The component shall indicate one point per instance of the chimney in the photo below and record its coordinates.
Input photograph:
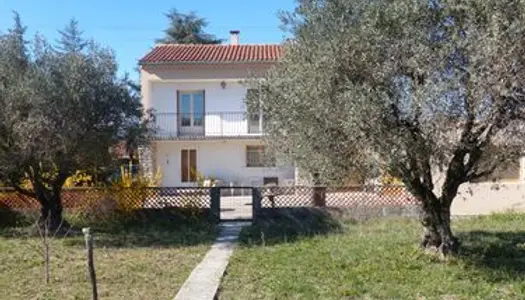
(234, 37)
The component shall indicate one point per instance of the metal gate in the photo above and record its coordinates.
(234, 203)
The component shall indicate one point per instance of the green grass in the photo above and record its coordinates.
(135, 258)
(376, 259)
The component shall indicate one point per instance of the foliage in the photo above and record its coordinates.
(187, 29)
(79, 179)
(63, 106)
(202, 180)
(428, 92)
(370, 260)
(131, 190)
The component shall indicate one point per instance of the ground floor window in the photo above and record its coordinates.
(188, 165)
(256, 156)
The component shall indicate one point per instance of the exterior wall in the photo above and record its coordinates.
(487, 198)
(221, 159)
(179, 74)
(224, 108)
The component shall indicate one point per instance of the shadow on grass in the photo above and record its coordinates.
(282, 225)
(142, 228)
(500, 254)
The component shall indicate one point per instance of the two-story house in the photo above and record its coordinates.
(197, 95)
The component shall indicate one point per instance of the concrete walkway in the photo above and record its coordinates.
(204, 280)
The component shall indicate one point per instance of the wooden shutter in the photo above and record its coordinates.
(184, 166)
(193, 165)
(188, 165)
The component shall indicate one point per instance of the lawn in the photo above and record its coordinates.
(149, 258)
(376, 259)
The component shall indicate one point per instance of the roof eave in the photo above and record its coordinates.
(149, 63)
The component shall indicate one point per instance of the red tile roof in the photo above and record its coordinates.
(181, 53)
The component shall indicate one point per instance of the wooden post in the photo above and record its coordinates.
(256, 205)
(91, 267)
(319, 196)
(215, 205)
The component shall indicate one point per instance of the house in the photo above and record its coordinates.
(197, 96)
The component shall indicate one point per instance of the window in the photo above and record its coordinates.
(191, 109)
(188, 165)
(256, 156)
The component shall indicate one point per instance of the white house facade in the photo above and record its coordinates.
(202, 128)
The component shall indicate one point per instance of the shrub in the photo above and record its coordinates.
(131, 191)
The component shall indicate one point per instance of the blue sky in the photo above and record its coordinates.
(130, 26)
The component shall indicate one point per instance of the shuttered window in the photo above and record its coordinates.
(256, 156)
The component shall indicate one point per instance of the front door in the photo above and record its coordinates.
(188, 165)
(191, 113)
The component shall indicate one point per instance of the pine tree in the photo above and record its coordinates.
(71, 39)
(187, 29)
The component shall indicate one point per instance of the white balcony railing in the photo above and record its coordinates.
(212, 124)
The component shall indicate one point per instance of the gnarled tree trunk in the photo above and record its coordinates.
(50, 211)
(51, 205)
(437, 233)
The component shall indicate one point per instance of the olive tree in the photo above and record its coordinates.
(430, 92)
(62, 108)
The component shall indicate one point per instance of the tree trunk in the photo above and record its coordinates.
(50, 211)
(437, 234)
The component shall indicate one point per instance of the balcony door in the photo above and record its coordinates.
(191, 113)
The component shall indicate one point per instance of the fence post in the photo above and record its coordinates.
(320, 196)
(215, 205)
(90, 264)
(256, 205)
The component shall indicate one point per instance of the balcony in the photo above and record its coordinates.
(191, 126)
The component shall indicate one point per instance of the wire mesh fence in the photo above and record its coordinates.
(88, 200)
(331, 196)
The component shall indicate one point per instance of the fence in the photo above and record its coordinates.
(86, 199)
(361, 200)
(354, 201)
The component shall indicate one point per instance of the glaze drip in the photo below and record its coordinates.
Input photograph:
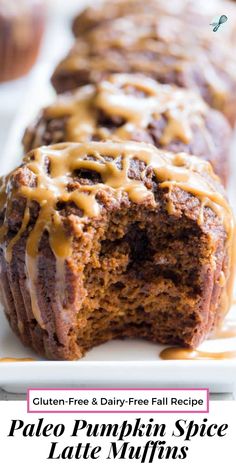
(176, 353)
(136, 101)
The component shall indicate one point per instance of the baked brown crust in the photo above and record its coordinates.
(103, 240)
(130, 107)
(159, 49)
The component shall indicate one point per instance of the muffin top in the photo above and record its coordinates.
(161, 48)
(61, 190)
(132, 107)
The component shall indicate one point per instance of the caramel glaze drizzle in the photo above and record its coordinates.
(183, 109)
(178, 353)
(182, 171)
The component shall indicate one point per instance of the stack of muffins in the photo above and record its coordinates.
(117, 222)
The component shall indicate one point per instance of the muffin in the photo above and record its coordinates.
(104, 240)
(21, 29)
(159, 49)
(130, 107)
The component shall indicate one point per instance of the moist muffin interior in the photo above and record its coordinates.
(144, 279)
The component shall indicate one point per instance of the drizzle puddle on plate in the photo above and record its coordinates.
(178, 353)
(228, 330)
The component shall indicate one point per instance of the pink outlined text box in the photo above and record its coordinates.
(117, 390)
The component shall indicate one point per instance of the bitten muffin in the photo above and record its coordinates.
(162, 48)
(103, 239)
(130, 107)
(21, 29)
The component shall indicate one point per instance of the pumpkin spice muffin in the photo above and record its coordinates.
(156, 48)
(130, 107)
(199, 13)
(103, 239)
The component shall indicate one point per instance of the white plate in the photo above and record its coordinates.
(117, 363)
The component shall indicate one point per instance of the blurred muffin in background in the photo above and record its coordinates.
(21, 29)
(163, 48)
(195, 12)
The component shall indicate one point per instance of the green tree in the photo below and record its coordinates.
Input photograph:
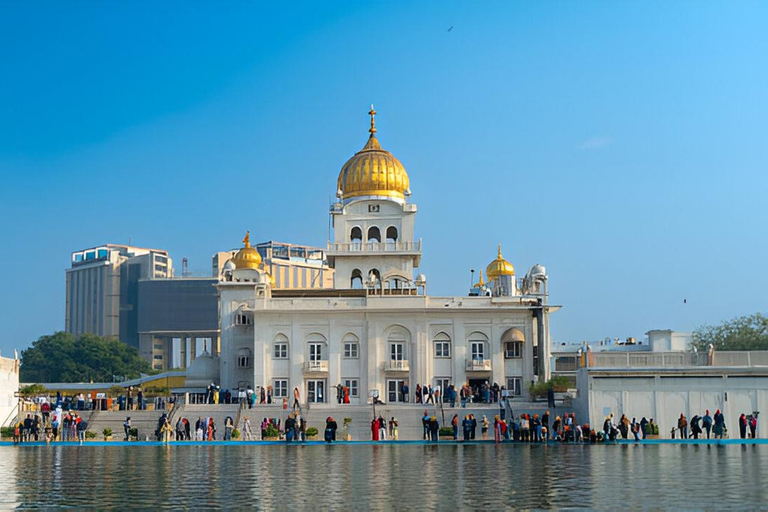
(61, 357)
(741, 333)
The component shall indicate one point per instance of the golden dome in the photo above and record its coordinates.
(481, 282)
(247, 257)
(373, 171)
(499, 267)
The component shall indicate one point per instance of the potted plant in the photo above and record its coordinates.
(446, 433)
(272, 434)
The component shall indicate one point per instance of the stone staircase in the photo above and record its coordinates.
(144, 421)
(408, 416)
(218, 412)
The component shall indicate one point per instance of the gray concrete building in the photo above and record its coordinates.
(102, 289)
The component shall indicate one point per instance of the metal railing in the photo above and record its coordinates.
(375, 247)
(648, 360)
(478, 365)
(397, 365)
(316, 366)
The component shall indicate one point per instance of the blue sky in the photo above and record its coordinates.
(622, 145)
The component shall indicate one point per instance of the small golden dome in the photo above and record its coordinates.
(499, 267)
(373, 171)
(247, 257)
(481, 282)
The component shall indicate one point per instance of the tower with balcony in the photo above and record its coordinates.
(374, 245)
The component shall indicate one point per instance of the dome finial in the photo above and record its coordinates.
(372, 113)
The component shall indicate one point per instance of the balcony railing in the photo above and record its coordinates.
(375, 247)
(315, 366)
(478, 365)
(400, 365)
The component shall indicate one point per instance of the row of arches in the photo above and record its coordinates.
(357, 280)
(373, 235)
(316, 344)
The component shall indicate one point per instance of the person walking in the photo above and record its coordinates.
(743, 426)
(434, 428)
(296, 398)
(247, 432)
(719, 426)
(706, 422)
(695, 427)
(467, 427)
(330, 429)
(180, 430)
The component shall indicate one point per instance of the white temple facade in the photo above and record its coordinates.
(377, 329)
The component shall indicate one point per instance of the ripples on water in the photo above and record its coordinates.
(385, 477)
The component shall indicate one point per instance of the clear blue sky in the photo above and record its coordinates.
(621, 145)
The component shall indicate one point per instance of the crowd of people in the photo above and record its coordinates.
(50, 425)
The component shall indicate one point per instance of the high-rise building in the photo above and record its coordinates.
(103, 289)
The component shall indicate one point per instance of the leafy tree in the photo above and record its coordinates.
(61, 357)
(741, 333)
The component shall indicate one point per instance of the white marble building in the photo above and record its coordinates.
(377, 328)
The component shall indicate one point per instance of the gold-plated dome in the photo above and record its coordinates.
(481, 282)
(499, 267)
(373, 171)
(247, 257)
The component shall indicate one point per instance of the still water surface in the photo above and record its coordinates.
(381, 477)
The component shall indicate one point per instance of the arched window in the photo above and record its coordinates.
(242, 318)
(391, 234)
(244, 358)
(442, 344)
(478, 346)
(317, 347)
(374, 235)
(512, 341)
(376, 275)
(351, 346)
(281, 347)
(356, 280)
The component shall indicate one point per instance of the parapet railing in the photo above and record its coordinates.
(648, 360)
(375, 247)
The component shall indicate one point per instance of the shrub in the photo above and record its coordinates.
(558, 384)
(272, 431)
(446, 431)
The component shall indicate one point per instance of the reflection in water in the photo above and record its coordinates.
(381, 476)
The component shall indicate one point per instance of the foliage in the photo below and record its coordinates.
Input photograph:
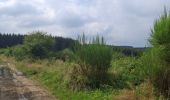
(65, 55)
(127, 72)
(38, 44)
(93, 60)
(20, 52)
(160, 40)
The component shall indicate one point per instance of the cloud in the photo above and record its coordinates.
(121, 22)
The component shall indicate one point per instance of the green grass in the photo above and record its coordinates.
(53, 78)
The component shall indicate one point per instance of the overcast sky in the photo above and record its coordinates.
(121, 22)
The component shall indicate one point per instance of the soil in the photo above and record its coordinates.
(15, 86)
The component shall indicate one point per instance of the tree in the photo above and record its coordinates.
(39, 44)
(160, 40)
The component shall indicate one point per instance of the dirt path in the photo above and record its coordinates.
(15, 86)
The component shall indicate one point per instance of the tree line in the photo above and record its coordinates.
(11, 39)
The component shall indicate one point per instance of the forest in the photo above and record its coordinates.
(84, 69)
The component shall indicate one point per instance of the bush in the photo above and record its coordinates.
(128, 72)
(94, 60)
(20, 52)
(38, 44)
(65, 55)
(160, 40)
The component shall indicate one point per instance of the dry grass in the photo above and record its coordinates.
(142, 92)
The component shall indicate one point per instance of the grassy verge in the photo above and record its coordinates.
(53, 75)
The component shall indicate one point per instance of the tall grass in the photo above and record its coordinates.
(160, 39)
(94, 59)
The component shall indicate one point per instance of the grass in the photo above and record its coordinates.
(53, 76)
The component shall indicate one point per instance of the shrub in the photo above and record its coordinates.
(39, 44)
(65, 55)
(160, 40)
(20, 52)
(94, 60)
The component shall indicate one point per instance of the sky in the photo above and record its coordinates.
(120, 22)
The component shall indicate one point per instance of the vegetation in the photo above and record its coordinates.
(160, 40)
(92, 70)
(93, 62)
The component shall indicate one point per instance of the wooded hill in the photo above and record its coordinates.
(11, 39)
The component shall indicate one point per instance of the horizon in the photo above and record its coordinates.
(122, 23)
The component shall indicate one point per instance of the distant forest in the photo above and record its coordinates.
(9, 40)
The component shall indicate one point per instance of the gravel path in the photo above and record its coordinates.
(15, 86)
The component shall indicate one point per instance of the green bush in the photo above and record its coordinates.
(65, 55)
(160, 40)
(127, 72)
(39, 44)
(94, 59)
(20, 52)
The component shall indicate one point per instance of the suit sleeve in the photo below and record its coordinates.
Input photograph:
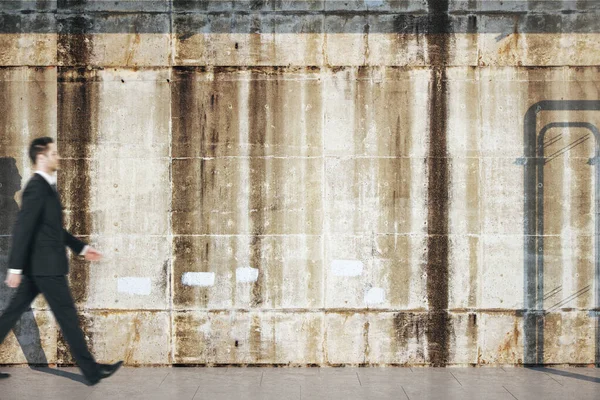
(24, 229)
(74, 244)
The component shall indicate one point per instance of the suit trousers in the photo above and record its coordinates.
(58, 295)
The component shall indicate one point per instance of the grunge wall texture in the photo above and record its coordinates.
(314, 182)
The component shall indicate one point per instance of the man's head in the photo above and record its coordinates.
(44, 155)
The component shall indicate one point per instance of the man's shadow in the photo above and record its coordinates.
(26, 330)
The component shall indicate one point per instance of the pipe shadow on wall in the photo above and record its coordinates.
(26, 330)
(533, 280)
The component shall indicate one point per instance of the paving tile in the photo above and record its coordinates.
(306, 383)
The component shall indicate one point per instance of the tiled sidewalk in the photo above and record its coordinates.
(306, 383)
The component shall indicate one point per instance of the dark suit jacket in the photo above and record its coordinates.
(39, 239)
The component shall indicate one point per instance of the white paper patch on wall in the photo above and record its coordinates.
(346, 267)
(246, 274)
(198, 279)
(134, 285)
(375, 296)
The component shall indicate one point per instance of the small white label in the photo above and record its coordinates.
(134, 285)
(198, 279)
(246, 274)
(347, 267)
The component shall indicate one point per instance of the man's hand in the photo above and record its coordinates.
(92, 255)
(13, 280)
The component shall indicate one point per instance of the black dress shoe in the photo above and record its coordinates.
(106, 370)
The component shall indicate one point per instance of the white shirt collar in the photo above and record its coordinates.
(51, 179)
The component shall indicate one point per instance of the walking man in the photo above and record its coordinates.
(38, 260)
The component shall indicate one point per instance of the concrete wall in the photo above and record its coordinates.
(309, 182)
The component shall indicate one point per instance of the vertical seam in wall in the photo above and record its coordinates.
(323, 217)
(479, 295)
(170, 281)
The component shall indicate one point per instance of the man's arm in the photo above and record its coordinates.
(81, 248)
(31, 209)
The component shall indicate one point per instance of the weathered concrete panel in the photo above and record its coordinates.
(28, 49)
(375, 195)
(247, 338)
(134, 274)
(137, 337)
(224, 112)
(395, 338)
(371, 112)
(288, 272)
(500, 339)
(203, 46)
(343, 182)
(209, 196)
(381, 271)
(502, 272)
(569, 338)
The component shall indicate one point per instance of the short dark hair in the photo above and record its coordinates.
(39, 146)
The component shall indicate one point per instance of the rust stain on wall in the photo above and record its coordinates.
(509, 347)
(77, 116)
(190, 254)
(407, 327)
(77, 130)
(437, 267)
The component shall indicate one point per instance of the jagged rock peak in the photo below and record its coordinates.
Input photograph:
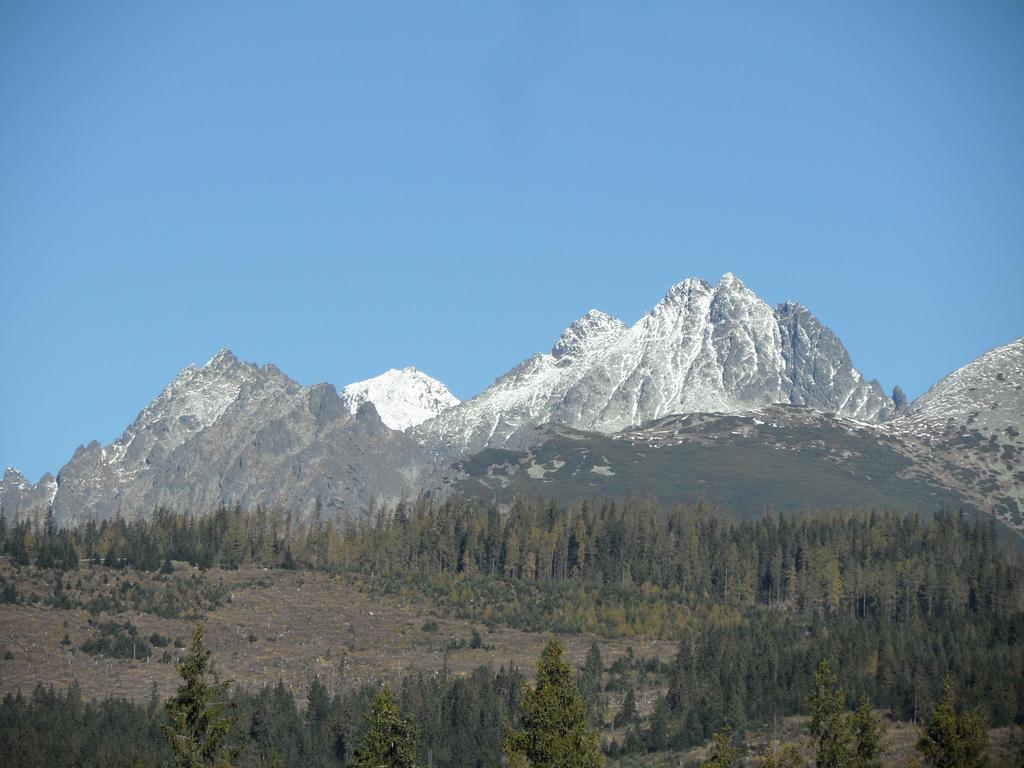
(592, 331)
(402, 397)
(701, 348)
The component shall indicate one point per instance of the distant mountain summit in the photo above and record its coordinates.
(768, 390)
(227, 433)
(402, 397)
(702, 348)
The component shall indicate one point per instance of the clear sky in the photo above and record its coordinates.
(344, 187)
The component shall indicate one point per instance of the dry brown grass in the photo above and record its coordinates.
(305, 623)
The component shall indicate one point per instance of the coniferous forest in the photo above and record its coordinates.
(904, 608)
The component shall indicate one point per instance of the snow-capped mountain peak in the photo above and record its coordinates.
(402, 397)
(701, 348)
(591, 332)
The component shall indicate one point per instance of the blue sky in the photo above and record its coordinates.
(344, 187)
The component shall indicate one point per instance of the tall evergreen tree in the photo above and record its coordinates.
(555, 732)
(199, 725)
(867, 733)
(390, 740)
(724, 754)
(951, 740)
(829, 721)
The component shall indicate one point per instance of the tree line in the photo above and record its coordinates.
(899, 600)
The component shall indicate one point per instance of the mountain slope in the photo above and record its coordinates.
(780, 458)
(701, 348)
(402, 398)
(957, 446)
(231, 432)
(967, 431)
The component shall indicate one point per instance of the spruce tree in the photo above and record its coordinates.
(555, 732)
(199, 726)
(723, 754)
(390, 739)
(867, 733)
(829, 721)
(948, 740)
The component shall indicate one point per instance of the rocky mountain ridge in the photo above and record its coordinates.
(231, 432)
(701, 348)
(403, 398)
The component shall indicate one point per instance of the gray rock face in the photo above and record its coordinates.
(701, 348)
(967, 431)
(227, 433)
(235, 433)
(19, 499)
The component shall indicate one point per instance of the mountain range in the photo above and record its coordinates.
(712, 392)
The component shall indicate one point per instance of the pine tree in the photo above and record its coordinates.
(948, 740)
(723, 754)
(829, 722)
(555, 733)
(199, 725)
(867, 733)
(390, 740)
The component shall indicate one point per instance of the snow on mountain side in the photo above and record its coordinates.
(701, 348)
(402, 398)
(987, 392)
(231, 432)
(968, 429)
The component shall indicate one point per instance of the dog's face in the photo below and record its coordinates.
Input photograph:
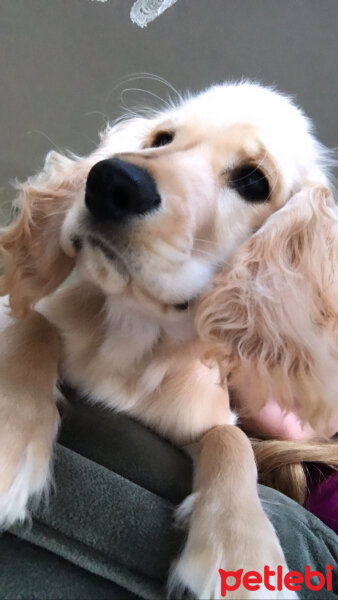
(167, 199)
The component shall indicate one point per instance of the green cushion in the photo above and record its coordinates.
(114, 519)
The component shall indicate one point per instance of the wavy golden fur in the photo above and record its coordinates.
(238, 236)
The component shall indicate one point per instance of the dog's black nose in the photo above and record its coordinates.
(117, 190)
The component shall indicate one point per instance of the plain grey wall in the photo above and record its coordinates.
(62, 62)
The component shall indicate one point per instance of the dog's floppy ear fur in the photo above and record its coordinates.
(33, 261)
(272, 316)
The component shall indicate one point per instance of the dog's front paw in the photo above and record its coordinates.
(233, 561)
(24, 468)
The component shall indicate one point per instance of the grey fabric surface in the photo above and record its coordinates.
(116, 529)
(29, 572)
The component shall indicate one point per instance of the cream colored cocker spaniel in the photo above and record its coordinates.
(231, 183)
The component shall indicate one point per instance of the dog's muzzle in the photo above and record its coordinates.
(117, 190)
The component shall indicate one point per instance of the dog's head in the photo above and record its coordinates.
(163, 202)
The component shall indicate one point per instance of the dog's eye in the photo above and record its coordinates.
(162, 138)
(251, 183)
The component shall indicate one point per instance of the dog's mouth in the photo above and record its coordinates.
(113, 256)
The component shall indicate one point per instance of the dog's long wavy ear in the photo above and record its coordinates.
(272, 317)
(33, 263)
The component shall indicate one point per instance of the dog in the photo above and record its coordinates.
(205, 238)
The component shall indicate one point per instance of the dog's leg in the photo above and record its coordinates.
(28, 415)
(228, 528)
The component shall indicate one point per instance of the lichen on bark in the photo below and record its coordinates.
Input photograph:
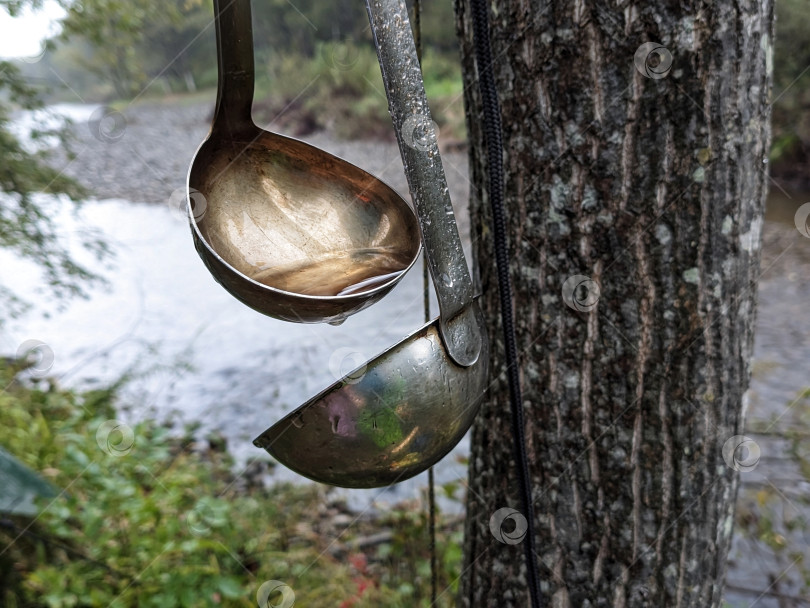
(653, 188)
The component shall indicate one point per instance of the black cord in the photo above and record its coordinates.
(493, 139)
- - -
**TASK STATEMENT:**
Put the lines of the records from the one containing "the black cord" through the final line, both included, into a numbered list, omitting any blank lines.

**EXERCISE RESULT:**
1. The component shall indicate one point per instance of the black cord in the photo above and record its coordinates.
2. (493, 139)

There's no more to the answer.